TASK TO COMPLETE –
Your answer must consist solely of the line containing "[point] at the person" and all subsequent lines through the end of the entries, reproduced exactly.

Data items:
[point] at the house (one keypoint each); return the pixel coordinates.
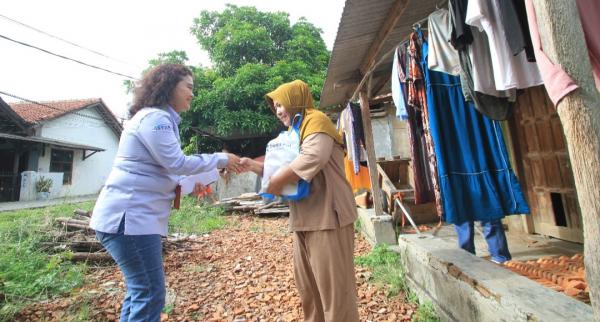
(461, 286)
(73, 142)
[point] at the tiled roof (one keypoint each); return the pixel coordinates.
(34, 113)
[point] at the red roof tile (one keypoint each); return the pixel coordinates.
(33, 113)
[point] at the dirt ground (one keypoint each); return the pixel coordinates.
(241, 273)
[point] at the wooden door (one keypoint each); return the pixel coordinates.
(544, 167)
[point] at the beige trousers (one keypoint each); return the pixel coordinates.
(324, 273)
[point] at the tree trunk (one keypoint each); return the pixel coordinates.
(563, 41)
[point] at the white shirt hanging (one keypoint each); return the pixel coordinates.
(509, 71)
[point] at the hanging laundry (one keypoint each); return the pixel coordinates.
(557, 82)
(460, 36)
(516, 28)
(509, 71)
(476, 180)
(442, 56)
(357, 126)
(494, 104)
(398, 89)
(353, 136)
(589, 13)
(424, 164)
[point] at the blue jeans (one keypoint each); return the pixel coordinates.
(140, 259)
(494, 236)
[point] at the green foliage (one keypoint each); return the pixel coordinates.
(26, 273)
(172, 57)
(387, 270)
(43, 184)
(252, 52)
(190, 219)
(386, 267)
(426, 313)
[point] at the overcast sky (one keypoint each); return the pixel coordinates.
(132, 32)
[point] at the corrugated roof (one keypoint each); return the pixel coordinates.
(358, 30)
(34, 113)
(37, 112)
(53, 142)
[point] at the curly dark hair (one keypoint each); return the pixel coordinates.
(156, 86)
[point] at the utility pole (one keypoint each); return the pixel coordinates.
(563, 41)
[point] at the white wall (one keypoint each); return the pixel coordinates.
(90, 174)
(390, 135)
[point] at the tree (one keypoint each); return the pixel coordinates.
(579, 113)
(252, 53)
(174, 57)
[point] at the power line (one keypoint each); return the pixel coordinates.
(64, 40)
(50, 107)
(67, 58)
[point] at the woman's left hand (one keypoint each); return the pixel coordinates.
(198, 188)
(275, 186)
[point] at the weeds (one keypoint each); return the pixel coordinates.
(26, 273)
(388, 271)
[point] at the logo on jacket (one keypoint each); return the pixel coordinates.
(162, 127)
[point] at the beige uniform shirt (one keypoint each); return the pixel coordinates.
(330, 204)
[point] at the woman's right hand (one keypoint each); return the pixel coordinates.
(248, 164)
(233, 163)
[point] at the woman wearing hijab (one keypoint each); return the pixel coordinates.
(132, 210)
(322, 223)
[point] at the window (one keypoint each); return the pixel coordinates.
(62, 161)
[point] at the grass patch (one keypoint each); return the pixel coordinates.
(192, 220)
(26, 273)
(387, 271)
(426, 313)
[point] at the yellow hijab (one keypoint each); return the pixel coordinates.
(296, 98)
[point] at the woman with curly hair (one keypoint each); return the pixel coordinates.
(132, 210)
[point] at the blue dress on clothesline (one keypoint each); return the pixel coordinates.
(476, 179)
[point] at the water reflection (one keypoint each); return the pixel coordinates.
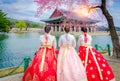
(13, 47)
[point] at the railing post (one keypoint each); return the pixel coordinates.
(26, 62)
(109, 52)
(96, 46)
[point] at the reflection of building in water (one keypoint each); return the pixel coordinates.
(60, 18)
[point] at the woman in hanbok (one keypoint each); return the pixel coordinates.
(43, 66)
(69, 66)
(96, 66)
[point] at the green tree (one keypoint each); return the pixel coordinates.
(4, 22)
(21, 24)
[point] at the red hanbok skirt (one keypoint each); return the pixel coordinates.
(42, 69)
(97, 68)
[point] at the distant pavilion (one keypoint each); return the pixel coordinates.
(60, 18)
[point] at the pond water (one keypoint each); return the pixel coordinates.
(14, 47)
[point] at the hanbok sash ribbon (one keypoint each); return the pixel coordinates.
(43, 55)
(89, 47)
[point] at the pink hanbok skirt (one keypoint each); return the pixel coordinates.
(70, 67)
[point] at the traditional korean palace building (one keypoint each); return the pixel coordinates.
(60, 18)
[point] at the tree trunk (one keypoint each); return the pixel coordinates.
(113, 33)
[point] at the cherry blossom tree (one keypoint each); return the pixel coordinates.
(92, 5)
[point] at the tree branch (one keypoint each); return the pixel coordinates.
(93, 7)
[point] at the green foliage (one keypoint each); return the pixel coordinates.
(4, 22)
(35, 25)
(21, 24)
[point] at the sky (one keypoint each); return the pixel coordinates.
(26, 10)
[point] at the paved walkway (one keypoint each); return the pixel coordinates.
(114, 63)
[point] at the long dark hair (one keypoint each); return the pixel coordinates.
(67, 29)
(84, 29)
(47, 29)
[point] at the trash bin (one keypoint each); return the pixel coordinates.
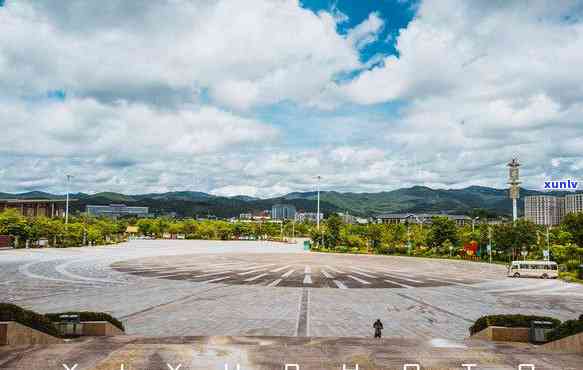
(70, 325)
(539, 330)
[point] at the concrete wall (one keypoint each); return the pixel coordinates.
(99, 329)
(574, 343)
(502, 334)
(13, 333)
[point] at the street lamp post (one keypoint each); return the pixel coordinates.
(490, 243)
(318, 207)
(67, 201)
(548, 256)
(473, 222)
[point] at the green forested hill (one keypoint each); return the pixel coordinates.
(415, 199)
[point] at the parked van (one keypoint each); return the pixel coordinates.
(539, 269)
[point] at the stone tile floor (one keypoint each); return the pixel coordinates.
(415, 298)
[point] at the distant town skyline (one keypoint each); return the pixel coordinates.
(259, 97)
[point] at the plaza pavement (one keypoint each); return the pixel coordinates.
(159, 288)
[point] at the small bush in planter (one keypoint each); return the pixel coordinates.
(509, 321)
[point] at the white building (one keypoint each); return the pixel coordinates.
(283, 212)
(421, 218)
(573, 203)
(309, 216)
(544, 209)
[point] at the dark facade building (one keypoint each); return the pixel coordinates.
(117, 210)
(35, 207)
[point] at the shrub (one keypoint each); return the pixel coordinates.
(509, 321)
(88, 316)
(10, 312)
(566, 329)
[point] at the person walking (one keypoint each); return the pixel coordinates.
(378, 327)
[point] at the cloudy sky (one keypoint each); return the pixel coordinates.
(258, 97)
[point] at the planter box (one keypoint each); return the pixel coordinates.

RESULT OF THIS TASK –
[point] at the person walking (one keypoint each); return the pixel coordinates.
(378, 327)
[point] at the cloudy sky (one keypoint each); return the pixel coordinates.
(258, 97)
[point] at the planter box (one keypoint each); return the pixel coordinates.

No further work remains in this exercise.